= Written task =
Show every line of the items below that contains the word "background". Case counts.

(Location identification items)
## Begin
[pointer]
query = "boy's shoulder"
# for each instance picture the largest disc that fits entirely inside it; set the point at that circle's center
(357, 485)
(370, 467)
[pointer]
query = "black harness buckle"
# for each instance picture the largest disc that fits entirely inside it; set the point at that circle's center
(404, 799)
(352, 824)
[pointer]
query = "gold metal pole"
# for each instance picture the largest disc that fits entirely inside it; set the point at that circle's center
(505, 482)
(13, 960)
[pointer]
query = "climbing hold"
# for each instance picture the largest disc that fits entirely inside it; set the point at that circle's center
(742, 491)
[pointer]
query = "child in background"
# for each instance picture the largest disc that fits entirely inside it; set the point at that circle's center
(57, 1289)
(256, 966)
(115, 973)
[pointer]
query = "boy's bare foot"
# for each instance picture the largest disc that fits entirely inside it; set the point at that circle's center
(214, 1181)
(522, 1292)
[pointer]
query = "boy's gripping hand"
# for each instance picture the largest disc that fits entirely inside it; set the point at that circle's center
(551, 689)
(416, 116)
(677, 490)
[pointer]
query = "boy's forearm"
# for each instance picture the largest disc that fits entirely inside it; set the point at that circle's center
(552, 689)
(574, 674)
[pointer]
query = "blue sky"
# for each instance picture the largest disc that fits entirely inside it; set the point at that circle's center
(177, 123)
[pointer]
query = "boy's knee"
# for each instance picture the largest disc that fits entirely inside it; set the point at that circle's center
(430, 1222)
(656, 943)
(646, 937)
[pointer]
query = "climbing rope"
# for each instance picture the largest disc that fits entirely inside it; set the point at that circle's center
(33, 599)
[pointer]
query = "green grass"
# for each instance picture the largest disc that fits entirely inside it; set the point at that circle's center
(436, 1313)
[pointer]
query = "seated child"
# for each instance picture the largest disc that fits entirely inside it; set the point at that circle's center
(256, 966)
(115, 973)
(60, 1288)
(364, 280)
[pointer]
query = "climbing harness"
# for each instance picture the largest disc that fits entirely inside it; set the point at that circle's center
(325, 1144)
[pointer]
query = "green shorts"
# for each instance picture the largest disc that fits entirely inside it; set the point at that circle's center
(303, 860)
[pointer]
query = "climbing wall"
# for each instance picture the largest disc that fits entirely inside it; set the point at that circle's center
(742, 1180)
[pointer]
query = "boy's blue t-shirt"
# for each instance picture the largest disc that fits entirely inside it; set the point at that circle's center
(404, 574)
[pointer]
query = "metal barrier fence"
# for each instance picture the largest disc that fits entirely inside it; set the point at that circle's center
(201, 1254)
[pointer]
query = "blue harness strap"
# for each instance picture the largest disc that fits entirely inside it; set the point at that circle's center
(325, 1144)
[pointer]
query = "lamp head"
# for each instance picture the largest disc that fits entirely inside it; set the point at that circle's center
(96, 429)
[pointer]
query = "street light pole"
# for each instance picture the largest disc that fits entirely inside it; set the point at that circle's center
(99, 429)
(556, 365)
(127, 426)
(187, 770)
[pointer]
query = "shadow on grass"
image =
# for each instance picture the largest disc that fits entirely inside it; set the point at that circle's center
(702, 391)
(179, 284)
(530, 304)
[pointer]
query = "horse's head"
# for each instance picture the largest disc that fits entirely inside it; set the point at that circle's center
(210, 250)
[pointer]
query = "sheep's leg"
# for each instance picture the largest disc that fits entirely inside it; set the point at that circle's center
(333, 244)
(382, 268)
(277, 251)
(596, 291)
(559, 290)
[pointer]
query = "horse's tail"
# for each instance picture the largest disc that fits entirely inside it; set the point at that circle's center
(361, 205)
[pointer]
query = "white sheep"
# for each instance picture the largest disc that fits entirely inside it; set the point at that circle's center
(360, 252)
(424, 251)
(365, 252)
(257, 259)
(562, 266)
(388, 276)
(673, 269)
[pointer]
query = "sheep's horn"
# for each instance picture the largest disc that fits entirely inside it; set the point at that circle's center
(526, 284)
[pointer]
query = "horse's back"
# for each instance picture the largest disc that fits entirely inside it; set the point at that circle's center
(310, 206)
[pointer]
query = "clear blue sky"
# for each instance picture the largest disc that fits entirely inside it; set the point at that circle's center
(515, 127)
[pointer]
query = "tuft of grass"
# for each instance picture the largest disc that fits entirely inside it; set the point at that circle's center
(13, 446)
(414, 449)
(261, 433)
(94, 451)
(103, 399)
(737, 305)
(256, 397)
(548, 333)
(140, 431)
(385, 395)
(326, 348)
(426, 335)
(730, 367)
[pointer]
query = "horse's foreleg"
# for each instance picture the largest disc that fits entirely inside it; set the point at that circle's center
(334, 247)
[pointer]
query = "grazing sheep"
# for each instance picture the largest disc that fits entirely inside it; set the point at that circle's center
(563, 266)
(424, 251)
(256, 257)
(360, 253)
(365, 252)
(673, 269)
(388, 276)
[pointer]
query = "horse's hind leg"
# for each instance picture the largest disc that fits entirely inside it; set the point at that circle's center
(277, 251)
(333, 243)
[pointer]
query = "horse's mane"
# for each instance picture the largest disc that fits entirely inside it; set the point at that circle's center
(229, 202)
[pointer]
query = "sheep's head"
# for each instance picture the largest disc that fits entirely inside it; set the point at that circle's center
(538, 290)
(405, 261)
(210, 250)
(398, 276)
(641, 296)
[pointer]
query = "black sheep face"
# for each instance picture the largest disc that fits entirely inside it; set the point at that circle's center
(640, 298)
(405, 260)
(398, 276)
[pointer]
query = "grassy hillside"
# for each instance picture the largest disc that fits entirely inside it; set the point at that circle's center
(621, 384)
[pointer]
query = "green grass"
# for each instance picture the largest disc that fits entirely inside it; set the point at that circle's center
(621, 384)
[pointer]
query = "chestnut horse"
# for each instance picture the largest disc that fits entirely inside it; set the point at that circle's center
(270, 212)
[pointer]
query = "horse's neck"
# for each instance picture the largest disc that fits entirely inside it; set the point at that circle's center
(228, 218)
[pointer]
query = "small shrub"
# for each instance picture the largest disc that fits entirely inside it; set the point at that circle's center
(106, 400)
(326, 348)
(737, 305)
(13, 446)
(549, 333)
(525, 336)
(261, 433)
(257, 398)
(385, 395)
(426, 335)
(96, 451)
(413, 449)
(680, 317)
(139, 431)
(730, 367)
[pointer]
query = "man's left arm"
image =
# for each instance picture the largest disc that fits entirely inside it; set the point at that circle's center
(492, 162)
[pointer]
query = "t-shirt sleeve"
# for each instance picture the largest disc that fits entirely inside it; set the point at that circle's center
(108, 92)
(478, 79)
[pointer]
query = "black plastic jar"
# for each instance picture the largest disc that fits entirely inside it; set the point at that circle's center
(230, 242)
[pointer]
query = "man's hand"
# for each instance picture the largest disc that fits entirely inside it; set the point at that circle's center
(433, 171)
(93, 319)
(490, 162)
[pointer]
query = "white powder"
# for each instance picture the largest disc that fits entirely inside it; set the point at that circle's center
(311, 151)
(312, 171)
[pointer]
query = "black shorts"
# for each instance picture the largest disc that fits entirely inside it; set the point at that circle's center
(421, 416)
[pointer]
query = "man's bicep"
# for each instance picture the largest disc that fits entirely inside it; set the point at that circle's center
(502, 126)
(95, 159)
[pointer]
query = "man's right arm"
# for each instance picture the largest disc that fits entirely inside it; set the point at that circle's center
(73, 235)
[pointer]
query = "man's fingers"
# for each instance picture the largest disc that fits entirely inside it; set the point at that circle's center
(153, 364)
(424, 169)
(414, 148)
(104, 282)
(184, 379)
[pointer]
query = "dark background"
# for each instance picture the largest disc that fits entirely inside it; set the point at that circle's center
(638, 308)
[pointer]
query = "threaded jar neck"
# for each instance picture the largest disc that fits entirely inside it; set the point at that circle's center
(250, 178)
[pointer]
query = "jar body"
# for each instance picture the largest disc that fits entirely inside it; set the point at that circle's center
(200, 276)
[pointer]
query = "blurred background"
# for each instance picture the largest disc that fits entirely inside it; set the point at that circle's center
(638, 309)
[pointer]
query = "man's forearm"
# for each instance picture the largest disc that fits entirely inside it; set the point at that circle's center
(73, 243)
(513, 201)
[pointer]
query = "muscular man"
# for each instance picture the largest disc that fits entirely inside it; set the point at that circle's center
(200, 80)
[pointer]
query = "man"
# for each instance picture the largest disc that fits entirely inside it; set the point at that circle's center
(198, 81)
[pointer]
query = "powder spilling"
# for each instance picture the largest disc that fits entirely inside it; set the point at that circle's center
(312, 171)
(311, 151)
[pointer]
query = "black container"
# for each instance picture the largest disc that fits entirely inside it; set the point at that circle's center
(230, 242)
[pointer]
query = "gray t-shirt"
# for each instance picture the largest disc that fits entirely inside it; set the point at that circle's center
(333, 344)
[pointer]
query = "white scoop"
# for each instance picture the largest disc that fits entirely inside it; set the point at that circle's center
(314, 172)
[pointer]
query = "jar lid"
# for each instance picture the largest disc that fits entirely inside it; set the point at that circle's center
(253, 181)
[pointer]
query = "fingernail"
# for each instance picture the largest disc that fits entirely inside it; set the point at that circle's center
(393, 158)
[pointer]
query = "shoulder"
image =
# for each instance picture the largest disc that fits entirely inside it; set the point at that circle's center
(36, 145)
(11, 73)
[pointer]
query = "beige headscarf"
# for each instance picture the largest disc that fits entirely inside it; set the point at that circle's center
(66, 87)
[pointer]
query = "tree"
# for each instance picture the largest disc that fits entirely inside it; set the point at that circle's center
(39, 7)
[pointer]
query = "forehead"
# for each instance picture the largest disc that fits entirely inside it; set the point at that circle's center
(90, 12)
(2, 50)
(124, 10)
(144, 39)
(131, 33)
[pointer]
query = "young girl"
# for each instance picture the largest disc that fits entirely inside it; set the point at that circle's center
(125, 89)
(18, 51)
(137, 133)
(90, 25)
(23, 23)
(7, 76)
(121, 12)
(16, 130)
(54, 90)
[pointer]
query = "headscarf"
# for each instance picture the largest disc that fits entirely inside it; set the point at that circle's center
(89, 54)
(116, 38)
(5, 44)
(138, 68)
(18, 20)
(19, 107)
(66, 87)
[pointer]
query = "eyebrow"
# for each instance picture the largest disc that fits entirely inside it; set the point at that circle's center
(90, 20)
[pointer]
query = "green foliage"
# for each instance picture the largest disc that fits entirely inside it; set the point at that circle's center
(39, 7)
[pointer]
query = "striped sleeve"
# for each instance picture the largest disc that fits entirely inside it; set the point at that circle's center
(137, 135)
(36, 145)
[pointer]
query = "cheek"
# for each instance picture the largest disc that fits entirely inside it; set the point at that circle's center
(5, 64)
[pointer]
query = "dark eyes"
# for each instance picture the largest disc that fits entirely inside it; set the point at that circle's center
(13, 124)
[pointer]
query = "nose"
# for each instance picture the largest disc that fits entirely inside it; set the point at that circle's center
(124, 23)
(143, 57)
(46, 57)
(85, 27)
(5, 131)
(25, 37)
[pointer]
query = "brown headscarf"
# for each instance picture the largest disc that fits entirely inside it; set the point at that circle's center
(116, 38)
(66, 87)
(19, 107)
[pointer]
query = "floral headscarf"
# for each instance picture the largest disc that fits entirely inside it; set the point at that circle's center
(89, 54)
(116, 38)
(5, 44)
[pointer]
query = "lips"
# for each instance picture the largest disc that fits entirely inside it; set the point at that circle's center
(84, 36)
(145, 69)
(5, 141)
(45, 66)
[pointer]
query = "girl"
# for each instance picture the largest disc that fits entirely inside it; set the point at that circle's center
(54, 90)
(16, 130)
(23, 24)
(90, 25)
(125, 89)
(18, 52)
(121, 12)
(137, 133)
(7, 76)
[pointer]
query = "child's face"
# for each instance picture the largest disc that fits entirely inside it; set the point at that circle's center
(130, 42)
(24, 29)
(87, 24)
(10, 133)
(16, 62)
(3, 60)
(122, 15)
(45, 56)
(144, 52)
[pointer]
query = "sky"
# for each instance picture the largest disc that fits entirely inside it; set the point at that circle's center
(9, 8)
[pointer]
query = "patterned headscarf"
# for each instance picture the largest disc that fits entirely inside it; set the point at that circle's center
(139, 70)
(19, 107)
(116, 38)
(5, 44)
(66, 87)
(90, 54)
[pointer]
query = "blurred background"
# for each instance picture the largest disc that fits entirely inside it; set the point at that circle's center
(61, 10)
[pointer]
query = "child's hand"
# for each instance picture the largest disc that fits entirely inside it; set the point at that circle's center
## End
= Response below =
query = "child in background"
query = "dark background"
query = "blurred background"
query = "blurred background"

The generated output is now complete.